La Grèce et la peur européenne de la Démocratie….

Comment les créanciers d’Athènes restaurent la stratégie de la terreur au pays de Socrate !

Après avoir laissé une ardoise de plusieurs milliards en France, Christine Lagarde joue la donneuse de leçons pour la Grèce. Foto: World Economic Forum / Wikimedia Commons / CC-BY-SA 2.0

(Par Guy et Hanna Colin) – A-t-on déjà vu des autorités monétaires internationales, censées veiller à la stabilité financière, organiser la panique et le chaos ? C’est pourtant le spectacle auquel nous assistons ces derniers jours. La Banque centrale européenne (BCE) et le Fond monétaire international (FMI), sous la direction de Madame Lagarde, ancienne ministre de l’économie et des finances du Président de la République française, Nicolas Sarkozy, mettent tout en œuvre pour provoquer une panique bancaire en Grèce afin de forcer le gouvernement de Syriza, démocratiquement élu par une majorité de grecs, à capituler…

Cette folie s’est emparée des responsables européens et du Fond monétaire international, dont la mission est de réguler la finance mondiale, chargés en temps normal de veiller et d’assurer la stabilité financière du système, en organisant la panique et le chaos. C’est pourtant ce à quoi nous assistons depuis l’échec du sommet de l’Eurogroupe. Cette stratégie de la terreur a été mise en place pour faire plier le gouvernement grec et l’obliger à capituler, pour signer ce qu’il refuse depuis cinq mois, ceci sur le dos d’un peuple qui le soutien massivement. Pour y parvenir, les autorités monétaires, soutenues par le lobby de la finance, ont accepté de prendre le risque délibéré et irresponsable d’accélérer la crise financière en Grèce, voire d’entraîner la contagion dans toute la zone euro !

Données fournies:

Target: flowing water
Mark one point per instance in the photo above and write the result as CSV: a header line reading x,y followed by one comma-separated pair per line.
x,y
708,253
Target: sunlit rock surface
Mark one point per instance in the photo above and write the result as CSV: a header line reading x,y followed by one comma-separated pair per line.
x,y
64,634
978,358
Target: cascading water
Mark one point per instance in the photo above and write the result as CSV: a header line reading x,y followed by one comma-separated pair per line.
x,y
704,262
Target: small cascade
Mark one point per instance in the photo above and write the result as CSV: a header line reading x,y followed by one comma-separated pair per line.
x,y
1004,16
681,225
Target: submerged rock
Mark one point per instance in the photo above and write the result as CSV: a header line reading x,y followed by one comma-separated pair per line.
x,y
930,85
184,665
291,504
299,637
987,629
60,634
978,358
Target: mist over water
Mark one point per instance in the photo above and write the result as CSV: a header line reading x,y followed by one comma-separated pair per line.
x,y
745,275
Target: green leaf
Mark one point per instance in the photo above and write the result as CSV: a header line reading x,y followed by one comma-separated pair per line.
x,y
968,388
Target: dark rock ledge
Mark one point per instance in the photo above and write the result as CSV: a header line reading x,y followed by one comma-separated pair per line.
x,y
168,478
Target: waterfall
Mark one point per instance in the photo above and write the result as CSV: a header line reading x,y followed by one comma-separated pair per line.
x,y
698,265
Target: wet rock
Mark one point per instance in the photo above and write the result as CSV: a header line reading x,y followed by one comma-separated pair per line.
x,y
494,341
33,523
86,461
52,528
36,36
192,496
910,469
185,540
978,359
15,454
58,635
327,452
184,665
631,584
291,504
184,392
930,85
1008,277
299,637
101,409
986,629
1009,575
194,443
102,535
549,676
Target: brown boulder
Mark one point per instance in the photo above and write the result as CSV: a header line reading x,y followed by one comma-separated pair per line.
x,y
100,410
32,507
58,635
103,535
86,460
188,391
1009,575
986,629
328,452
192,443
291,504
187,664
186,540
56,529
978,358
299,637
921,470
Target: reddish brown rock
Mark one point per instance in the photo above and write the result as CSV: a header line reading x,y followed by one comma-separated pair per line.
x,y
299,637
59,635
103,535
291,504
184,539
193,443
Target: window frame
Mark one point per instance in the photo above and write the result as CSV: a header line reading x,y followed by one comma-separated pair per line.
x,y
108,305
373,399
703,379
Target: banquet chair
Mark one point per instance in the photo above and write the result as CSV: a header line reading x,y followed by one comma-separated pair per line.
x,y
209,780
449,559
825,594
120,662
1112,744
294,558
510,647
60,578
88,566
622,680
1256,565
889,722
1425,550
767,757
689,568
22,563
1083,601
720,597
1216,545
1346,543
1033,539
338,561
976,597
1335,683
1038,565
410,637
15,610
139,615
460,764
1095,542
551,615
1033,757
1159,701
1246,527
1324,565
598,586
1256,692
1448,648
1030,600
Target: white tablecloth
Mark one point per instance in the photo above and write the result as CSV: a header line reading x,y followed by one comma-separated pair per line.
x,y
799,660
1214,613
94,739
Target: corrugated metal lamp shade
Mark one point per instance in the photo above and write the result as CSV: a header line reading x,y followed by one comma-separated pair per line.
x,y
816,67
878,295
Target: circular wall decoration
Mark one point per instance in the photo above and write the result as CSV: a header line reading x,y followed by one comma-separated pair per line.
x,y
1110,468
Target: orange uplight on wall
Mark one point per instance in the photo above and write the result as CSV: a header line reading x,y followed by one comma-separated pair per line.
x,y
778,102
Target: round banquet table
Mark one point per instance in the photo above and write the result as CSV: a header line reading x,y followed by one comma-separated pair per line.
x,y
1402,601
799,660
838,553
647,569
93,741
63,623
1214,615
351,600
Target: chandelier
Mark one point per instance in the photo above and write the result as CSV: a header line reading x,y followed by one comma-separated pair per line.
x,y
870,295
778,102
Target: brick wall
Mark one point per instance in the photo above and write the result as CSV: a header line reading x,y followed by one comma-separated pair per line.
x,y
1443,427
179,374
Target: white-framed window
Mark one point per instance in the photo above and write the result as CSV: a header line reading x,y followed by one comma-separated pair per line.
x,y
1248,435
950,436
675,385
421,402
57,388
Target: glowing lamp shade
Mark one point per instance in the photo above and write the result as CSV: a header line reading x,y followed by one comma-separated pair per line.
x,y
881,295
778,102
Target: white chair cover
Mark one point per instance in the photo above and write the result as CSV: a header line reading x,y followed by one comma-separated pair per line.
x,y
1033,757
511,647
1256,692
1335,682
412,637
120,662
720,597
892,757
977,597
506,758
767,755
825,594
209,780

Consigne:
Pouvez-vous recopier mot pour mot le passage de l'article sur la Grèce compris entre « Cette folie s’est » et « zone euro ! », ces deux bornes incluses ?

Résultat:
Cette folie s’est emparée des responsables européens et du Fond monétaire international, dont la mission est de réguler la finance mondiale, chargés en temps normal de veiller et d’assurer la stabilité financière du système, en organisant la panique et le chaos. C’est pourtant ce à quoi nous assistons depuis l’échec du sommet de l’Eurogroupe. Cette stratégie de la terreur a été mise en place pour faire plier le gouvernement grec et l’obliger à capituler, pour signer ce qu’il refuse depuis cinq mois, ceci sur le dos d’un peuple qui le soutien massivement. Pour y parvenir, les autorités monétaires, soutenues par le lobby de la finance, ont accepté de prendre le risque délibéré et irresponsable d’accélérer la crise financière en Grèce, voire d’entraîner la contagion dans toute la zone euro !